▶ **GIVEN ENTRIES**

--------

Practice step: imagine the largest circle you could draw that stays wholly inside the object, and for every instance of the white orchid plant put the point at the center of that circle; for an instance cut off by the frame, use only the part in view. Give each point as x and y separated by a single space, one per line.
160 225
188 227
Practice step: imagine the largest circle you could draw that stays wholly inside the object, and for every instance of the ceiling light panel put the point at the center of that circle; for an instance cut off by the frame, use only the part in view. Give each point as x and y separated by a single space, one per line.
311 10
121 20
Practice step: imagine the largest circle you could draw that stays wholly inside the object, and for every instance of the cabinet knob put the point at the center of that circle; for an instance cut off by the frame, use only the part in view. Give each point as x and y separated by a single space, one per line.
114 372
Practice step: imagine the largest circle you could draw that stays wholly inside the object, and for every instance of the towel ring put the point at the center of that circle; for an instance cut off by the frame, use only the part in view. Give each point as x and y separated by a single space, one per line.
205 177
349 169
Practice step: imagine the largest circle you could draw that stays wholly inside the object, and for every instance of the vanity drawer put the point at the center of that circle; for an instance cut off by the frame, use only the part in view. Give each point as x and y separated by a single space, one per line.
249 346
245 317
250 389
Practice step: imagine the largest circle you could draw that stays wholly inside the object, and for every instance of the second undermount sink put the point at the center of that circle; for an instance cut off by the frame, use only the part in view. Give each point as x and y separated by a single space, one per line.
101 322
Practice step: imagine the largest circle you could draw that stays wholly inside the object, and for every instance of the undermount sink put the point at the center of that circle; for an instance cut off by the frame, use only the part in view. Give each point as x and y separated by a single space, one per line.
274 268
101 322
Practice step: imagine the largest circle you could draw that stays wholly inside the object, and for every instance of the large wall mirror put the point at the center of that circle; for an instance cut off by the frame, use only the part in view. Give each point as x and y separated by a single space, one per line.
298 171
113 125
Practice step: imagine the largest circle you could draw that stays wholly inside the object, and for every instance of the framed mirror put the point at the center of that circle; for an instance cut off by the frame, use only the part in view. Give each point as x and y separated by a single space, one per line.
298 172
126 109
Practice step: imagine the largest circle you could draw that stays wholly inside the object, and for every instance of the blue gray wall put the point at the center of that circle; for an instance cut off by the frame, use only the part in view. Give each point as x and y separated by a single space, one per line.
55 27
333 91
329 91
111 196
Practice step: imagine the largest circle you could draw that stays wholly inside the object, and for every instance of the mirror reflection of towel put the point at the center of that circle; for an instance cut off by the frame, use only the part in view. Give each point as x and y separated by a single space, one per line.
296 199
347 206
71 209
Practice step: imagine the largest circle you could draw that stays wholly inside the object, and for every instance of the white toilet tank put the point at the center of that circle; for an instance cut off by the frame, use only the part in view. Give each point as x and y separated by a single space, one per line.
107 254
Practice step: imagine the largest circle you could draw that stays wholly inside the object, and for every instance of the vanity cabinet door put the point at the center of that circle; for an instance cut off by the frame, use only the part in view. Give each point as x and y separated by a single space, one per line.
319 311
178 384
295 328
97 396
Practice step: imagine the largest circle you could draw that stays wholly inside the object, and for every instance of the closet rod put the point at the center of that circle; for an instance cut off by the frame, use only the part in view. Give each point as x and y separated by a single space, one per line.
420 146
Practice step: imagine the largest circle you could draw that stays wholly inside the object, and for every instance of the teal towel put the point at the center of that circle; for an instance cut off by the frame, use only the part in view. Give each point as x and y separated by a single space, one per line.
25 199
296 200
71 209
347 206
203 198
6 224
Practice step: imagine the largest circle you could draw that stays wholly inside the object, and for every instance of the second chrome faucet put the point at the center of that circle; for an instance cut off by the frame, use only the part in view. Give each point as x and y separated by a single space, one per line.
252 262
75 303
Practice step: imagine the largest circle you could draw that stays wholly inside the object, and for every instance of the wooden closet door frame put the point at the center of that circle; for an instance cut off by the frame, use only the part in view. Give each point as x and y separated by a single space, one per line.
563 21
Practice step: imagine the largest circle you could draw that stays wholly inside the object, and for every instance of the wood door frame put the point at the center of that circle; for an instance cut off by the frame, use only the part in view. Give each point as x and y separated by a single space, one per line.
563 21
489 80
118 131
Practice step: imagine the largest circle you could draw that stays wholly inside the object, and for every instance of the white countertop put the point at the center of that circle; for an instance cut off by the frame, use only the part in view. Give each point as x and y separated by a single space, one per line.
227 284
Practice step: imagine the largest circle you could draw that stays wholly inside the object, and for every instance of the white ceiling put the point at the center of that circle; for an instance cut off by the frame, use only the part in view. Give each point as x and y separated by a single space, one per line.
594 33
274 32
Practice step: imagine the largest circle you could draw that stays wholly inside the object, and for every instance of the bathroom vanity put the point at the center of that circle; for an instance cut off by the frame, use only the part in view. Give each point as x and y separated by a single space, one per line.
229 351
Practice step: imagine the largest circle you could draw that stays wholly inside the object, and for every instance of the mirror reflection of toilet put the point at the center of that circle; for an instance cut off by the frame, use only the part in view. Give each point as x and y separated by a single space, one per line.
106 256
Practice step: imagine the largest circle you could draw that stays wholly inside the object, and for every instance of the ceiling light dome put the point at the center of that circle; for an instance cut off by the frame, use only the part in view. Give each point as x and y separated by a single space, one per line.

--------

From the records above, extract each line exactly as shown.

▶ **ANSWER TO THE PROBLEM**
Practice step: imagine the largest circle you could draw that stays wholly inside the object, and for every instance of the white orchid plant put the point at the center of that circle; for an instance cut off by the frame, use only the part in view. Give each point as x and y separated by a single space, one per line.
160 225
188 227
Practice step: imagine the largest circle you could draw that stays wholly inside the object, and for every instance of the ceiling light panel put the point at the center of that circle; for an instance cut off by the frame, use only the part in view. Give each point as x and y separated by a single space, one per line.
311 10
121 20
Practice step: imagine the largest circle you could draw that stays wholly inside the object, and for every instance of the cabinet knob put the point at the center of that circle; for an instance cut off by the frame, use only the part in view. Give each point as x and y separated by a single space, one per line.
114 372
Practice step: imagine the largest circle you could draw that stays wholly inside the object, and for every instance of the towel ring put the point at the center of that circle; for an instance cut off by the frame, use only the part in view. Give each point as x and y separated by a single space, one per line.
205 177
349 169
Practice step: imagine the largest circle you could draw that stays wholly inside the object, and for every instance of the vanity drawer put the point at the center of that circle; for an instance cut off by the frame, use only the part in view. Give each point as x and y separated by a single space, one per line.
249 346
245 317
250 389
Practice step: imagine the largest circle you could draw that stays wholly inside the object, and for every instance of the second undermount sink put the point at the center of that circle; for an instance cut off by the frame, use only the part in view. Give each point as x and y separated by a single space, one per line.
101 322
Practice step: imagine the largest circle you could draw that stays wholly inside the object, and for every instance of the undermount sink put the point at the center of that circle; for an instance cut off by the frame, use only the part in view. Give each point as x and y separated by a single space, one per line.
274 268
101 322
Practice step: imagine the largest circle you could draw that stays wholly inside the object, and for every instance of the large wall mirror put the point at the center of that circle; for an instance cut off by the frame, use only the part in view. Give each point as x and y separated by a single space, one per line.
298 171
113 125
Practice step: imagine the largest circle you could draw that stays wholly inside the object, and for every instance of the framed mirror put the point at the center of that circle; for an instance cut off by the frame, use only the part in view. Give each point as x and y separated by a single space, one per line.
298 172
126 109
Practice step: imagine the largest circle you could draw that stays wholly inside the object, and for every instance of the blue gray wall put the point at the center of that circle; for an instance cut off by the frame, use only the part in view. Give each point as x and y separated by a single space, one per line.
55 27
333 91
329 91
111 196
Practice step: imagine the largest circle you could draw that stays wholly inside the object, and for every instance of the mirror reflection of towel put the point at the center of that circle; for an instance cut off by the frame, use only the part in view. Give each point as x and y separated by a single space, one per line.
296 199
347 206
71 209
Practice step: imagine the largest circle you could draw that stays wholly inside the object, and for every instance of the white toilet tank put the point at the center of that circle; for an instance cut off by the frame, use only the part in view. Give each point as x and y separated by a single space, one per line.
107 254
Practice step: imagine the largest circle you could draw that stays wholly inside the object, and for every instance of the vanity cabinet door put the point at the center of that circle; for an instance cut off by the frame, use only the part in view. Give each point as x and y separated by a single space, one per line.
319 311
178 384
295 328
97 396
Practice step: imagine the largest circle you could draw that stays wholly inside the object, and for every instance of the closet rod put the point at the center of that circle; for an instance cut off by the frame, use only the part in view. Give each point as x and y separated by a single space, one per line.
420 146
Practice step: imagine the largest circle you could draw that stays wholly inside the object, and for every instance of the teal towel put the point at the center of that circle; for an instance cut off by the frame, use only the part in view. Give each point as x and y separated by a single space, one per line.
25 199
296 200
71 209
347 206
203 198
6 224
Practice step: imagine the largest circle you could draw that stays wholly inside the object, and for every instance of the second chrome faucet put the point at the center of that circle; for an instance cut off by the frame, use only the part in view. Give each point as x and y separated by a single space, one per line.
252 262
75 303
Practice step: imagine the largest circle you could draw that stays wholly inside the object, and for every instance of the wooden closet door frame put the point at the center of that circle; for an instance cut off by the frame, use only the part in view. Give each point as x and y separated by a single space, one per line.
563 21
Practice step: imagine the largest circle you could draw that stays wholly inside the object, and for every instance of the wood door frame put the point at the center of that circle; for an instance cut off by the frame, use only the part in view. Give each point as x and y separated by a single space, one per line.
563 21
489 80
118 131
Practice step: imagine the largest circle you could draw that stays wholly inside the object, and for every instance of the white countertop put the point at the center of that circle; for an instance cut off by the frame, use only the part in view. Give each point as x and y separated by a single space, one per line.
227 284
Practice step: imagine the largest circle you could draw that stays wholly inside the object, and for every instance of the white ceiling put the point at the center of that circle; for an instance cut off by the frame, use only the part in view. Give each point as x and y separated by a single space, one per line.
594 33
274 32
Practice step: imagine the largest circle you could draw that stays wholly inside the object, and for every instance of the bathroom vanity put the point at the center of that circle; for an instance cut off by the frame, use only the part in view. Give each point as x and y separated by a single space, one per line.
229 351
Practice step: imagine the largest circle you could draw that stays wholly inside the object, and for every instance of the mirror reflection of toilet put the point at the center of that circle; for an instance cut off by the frame, use only the part in view. Give each point as x and y separated by a single space, one per line.
106 256
Practice step: imagine the largest circle you could draw that stays wholly inside the object, and for every instance of the ceiling light dome put the point at the center of that circle; for an instance cut off by the frame, use only the part in view. Give each point as x and y separated by a single space, one per line.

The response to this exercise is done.